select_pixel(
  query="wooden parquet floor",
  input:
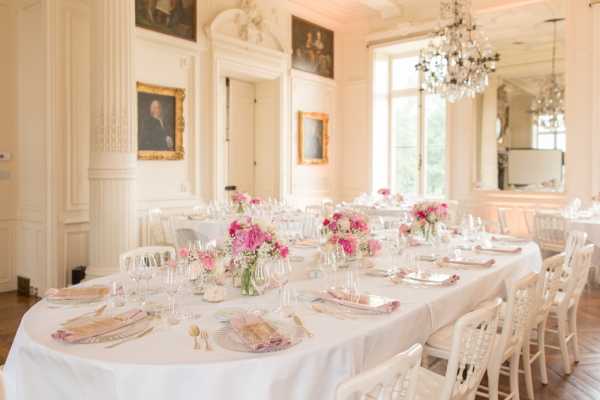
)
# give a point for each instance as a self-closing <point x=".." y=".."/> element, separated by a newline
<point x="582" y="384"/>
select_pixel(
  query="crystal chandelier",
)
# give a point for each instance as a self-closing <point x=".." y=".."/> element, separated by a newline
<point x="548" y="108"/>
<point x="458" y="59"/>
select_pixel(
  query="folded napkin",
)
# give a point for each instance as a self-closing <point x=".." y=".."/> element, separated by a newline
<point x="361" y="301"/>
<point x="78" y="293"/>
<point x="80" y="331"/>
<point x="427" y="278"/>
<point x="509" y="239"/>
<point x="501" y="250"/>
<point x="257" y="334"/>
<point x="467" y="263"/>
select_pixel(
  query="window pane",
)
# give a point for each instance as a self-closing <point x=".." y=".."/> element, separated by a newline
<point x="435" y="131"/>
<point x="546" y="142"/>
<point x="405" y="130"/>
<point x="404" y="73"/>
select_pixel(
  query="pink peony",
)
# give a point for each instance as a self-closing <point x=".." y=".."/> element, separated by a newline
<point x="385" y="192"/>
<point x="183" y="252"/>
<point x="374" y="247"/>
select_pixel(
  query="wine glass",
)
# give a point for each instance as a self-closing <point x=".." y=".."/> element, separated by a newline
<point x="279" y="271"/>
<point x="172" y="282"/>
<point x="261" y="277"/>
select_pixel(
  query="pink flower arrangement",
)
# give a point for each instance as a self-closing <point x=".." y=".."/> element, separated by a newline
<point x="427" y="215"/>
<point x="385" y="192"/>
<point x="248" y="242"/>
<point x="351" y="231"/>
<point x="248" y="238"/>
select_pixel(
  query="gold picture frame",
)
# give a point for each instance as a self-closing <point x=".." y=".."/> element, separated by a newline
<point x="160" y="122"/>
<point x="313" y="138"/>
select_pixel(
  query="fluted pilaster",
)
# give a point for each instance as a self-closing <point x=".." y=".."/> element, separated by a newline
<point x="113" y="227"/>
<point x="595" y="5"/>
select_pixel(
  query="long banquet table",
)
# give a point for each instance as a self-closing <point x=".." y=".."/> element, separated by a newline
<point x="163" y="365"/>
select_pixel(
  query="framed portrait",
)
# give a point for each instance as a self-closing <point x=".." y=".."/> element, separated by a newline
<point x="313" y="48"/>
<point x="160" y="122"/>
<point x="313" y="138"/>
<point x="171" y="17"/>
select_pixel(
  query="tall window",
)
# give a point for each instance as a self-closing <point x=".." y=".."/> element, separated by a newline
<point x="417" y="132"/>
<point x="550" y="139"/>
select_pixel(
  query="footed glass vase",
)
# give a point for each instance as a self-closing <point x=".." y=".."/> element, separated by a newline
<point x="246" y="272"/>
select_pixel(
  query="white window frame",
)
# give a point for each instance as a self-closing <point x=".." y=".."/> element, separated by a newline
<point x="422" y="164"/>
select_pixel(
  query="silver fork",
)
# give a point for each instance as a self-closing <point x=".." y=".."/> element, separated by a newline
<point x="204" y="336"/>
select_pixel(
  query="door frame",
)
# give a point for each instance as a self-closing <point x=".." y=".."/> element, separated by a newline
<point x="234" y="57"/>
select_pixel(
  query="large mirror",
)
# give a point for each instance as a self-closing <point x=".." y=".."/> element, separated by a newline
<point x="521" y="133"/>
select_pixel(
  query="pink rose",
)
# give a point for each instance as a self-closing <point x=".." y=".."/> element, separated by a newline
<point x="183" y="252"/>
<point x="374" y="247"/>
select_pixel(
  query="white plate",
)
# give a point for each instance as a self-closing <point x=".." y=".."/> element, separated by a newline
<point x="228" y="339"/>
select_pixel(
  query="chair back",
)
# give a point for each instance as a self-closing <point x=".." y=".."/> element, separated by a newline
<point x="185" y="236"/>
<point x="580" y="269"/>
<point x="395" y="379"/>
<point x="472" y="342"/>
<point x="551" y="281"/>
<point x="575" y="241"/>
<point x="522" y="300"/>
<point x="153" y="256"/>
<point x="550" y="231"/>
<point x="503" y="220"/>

----

**Goal**
Copy out, in full, each line of the listing above that contains the word "white".

**Right answer**
  query="white window frame",
  query="white plate",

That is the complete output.